> **Stated problem**: Identify every numbered clause in the contract excerpt below that uses the word "caveat," giving each clause by its number.

> **Selected passage**:
○ ○ ○ ○ ○ ○ ○

5.10 This Guarantee is to be a continuing Guarantee and will be irrevocable and will remain in full force and effect until the whole of the money payable or which may become payable pursuant to the provisions of this Agreement has been paid and until all obligations of the Recipient, pursuant to this Agreement, have been duly and properly observed and performed or satisfied.
Charge & Caveat
5.11 In consideration of Company agreeing to supply the Services under this Agreement, the Recipient charges all of its rights, title and interest (whether joint or several) in any land, realty or other assets capable of being charged, owned by the Recipient either now or in the future, to secure the performance by the Recipient of its obligations under these terms and conditions (including, but not limited to, the payment of any money) or otherwise arising from the carrying out of the
5.12 The Recipient acknowledges and agrees that Company has a caveatable interest in the land from upon execution of this Agreement and that Company is entitled to lodge and maintain a caveat on the title to the Land notifying of the Company’s interested created by this Agreement.
5.13 The Recipient agrees that upon execution of this Agreement to deliver to the Company, a caveat in registerable form with the consent to caveat signed by the Recipient to lodge and maintain a caveat on the title to the land notifying Company in this Agreement together with a cheque in favour of the Lands Title Office for registration fee on the caveat.
5.14 The Recipient agrees that Company is entitled to register and a lodge a caveat on the Recipient’s property in the Company’s favour and that Company will withdraw the caveat once all moneys owing to Company by the Recipient pursuant to this Agreement are paid in full to Company.
5.15 The Recipient indemnifies Company from and against all Company costs and disbursements including legal costs on a solicitor and own client basis incurred in exercising the Company’s rights under this clause.
5.16 The Recipient irrevocably appoints Company and each director and or Trustee of Company as the Recipient’s true and lawful attorney/s to perform all necessary acts to give effect to the provisions of this clause 5 including, but not limited to, signing any document on the Recipient’s behalf.
5.17 The Recipient acknowledges that Company is entitled to apply to a Court for the sale of the property for the purpose of recovering any debt that may be outstanding under this Agreement relating to building works.
5.18 The Recipient agrees it has sought and received independent legal advice in relation to this clause 5
Definitions Regarding GST
6.1 In this clause 6:
- expressions that are not defined, but which have a defined meaning in the GST Law, have the same meaning as in the GST Law;
- any part of a supply that is treated as a separate supply for GST purposes (including attributing GST payable to tax periods) will be treated as a separate supply for the purposes of this clause 6; and
- any consideration that is specified to be inclusive of GST must not be taken into account in calculating the GST payable in relation to a supply for the purpose of this clause 6.

○ ○ ○ ○ ○ ○ ○

> **Dataset records**:
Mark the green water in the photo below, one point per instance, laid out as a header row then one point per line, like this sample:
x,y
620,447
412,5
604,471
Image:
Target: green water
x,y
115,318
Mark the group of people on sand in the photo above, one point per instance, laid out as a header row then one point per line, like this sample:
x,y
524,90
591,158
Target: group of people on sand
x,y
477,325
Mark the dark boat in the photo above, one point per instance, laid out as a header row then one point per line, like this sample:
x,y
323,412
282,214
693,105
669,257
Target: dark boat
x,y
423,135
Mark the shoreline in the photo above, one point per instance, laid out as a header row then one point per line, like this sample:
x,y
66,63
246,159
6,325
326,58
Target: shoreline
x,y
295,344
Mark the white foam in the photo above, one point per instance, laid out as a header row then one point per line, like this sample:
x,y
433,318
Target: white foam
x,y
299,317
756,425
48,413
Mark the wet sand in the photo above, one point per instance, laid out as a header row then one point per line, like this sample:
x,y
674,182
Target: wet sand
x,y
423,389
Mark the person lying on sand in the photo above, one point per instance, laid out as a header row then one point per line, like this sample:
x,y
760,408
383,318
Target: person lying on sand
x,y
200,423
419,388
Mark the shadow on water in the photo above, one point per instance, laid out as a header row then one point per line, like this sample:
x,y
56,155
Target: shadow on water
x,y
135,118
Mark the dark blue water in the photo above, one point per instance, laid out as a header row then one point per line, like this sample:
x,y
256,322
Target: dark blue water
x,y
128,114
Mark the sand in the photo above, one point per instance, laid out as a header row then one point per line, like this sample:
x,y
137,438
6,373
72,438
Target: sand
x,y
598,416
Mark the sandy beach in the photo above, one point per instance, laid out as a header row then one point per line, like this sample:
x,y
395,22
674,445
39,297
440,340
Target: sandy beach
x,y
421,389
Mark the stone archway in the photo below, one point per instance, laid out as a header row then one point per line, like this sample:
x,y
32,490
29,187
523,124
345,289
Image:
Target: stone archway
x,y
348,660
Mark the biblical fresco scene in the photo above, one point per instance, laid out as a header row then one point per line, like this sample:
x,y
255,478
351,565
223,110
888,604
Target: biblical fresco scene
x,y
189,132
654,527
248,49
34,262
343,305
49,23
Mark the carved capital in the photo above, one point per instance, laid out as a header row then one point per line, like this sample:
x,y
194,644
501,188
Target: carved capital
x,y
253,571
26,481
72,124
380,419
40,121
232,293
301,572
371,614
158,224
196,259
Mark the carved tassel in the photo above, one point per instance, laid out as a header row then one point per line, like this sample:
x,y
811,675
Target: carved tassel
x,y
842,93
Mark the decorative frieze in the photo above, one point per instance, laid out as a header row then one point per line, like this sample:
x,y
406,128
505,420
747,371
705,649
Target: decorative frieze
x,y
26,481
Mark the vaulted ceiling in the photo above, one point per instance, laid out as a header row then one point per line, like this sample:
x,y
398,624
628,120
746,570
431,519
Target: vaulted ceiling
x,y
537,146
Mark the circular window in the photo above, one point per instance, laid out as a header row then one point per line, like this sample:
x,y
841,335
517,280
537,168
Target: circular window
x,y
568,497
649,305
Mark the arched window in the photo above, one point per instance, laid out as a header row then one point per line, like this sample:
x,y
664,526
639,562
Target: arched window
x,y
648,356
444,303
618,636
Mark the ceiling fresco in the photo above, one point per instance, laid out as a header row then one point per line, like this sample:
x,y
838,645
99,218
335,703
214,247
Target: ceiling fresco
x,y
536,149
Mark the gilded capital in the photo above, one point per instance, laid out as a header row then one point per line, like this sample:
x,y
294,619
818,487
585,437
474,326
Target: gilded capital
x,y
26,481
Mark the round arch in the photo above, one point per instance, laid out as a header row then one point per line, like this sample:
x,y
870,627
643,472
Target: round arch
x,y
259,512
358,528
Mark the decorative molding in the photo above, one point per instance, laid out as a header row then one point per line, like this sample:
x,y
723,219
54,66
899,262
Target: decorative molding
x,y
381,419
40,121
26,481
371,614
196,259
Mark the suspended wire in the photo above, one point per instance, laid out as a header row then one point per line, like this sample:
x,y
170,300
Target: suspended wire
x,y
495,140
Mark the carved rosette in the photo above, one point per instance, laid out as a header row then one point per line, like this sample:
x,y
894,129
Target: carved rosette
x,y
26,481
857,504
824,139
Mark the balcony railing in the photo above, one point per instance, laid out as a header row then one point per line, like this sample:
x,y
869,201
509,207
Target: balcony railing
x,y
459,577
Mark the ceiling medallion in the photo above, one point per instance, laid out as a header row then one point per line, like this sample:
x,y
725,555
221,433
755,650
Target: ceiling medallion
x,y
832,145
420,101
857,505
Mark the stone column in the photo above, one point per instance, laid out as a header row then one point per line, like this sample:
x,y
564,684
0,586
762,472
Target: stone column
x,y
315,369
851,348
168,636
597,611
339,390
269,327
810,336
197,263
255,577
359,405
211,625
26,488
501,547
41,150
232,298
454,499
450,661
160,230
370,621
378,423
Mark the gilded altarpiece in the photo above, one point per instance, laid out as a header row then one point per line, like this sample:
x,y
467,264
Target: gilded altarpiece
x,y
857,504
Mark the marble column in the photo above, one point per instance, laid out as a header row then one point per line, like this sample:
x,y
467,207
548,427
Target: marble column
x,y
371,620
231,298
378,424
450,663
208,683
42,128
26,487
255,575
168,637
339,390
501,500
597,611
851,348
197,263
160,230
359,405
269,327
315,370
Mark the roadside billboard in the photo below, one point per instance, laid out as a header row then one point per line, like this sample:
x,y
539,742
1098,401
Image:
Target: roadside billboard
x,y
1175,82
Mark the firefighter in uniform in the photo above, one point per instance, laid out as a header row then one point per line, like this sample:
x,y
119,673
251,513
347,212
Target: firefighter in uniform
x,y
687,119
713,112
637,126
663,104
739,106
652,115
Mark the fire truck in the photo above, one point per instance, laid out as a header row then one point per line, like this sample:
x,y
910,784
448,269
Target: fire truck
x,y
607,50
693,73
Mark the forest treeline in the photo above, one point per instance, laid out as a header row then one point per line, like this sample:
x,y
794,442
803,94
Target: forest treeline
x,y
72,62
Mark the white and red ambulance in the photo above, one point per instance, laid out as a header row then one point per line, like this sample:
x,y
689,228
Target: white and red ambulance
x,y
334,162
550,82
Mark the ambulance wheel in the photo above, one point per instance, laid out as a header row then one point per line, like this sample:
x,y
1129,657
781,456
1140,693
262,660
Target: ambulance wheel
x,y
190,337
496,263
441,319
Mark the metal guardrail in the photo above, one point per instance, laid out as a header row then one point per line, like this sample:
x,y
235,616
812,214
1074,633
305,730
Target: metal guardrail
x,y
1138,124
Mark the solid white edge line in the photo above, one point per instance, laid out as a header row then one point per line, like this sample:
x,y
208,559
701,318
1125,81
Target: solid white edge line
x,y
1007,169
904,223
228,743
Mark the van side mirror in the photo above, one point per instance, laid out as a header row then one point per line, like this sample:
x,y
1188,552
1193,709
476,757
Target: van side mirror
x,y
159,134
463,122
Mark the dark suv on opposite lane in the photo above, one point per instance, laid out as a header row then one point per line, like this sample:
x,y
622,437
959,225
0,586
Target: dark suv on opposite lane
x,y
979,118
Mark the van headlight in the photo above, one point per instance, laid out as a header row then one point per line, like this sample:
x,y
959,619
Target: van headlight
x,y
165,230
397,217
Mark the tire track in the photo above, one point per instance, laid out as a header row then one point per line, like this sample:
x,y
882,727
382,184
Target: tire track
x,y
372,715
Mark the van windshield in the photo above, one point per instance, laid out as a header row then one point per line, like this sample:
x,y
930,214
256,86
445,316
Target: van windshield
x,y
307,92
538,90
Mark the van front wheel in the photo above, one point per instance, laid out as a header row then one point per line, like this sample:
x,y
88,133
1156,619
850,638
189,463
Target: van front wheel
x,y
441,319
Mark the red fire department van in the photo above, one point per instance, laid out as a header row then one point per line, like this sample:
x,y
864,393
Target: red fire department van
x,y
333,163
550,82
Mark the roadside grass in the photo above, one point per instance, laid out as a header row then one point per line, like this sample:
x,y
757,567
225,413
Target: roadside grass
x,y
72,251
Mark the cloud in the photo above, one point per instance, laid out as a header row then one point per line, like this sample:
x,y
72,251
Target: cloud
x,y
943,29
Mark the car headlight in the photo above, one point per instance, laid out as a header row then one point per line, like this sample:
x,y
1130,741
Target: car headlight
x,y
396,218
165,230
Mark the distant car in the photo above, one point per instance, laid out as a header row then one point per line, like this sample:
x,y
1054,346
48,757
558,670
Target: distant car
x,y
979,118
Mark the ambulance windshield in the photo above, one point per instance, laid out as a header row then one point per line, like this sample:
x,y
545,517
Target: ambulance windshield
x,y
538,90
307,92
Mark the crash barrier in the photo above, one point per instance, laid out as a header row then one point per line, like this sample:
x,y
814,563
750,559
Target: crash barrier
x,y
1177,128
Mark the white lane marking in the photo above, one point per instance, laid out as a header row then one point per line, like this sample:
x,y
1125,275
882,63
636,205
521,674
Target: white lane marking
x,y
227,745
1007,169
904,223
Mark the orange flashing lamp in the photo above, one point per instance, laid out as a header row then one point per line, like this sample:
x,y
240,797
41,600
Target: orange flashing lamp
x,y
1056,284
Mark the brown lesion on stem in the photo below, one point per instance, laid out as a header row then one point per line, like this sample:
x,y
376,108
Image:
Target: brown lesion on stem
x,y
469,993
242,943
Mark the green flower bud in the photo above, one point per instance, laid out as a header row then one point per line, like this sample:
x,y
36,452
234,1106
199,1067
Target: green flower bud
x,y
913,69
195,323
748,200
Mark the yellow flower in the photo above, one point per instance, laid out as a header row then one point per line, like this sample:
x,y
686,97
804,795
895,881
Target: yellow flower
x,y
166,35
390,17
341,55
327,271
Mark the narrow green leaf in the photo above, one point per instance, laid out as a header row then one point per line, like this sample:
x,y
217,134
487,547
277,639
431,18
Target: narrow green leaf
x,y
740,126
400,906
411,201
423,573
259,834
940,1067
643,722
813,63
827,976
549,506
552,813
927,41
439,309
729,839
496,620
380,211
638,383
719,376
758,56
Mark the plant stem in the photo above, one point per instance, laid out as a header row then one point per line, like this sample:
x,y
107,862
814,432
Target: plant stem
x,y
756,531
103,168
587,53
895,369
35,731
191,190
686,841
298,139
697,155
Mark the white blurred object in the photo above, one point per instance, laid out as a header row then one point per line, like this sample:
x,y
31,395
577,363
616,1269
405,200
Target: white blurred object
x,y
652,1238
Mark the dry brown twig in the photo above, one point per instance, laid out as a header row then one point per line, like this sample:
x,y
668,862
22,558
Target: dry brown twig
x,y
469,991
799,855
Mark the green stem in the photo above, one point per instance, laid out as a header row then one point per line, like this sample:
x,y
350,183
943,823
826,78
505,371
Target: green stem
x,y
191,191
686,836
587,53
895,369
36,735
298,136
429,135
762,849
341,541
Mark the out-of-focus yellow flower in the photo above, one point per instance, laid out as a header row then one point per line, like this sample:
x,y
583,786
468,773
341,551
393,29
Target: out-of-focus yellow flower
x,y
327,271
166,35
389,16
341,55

○ ○ ○ ○ ○ ○ ○

> **Full response**: 5.12, 5.13, 5.14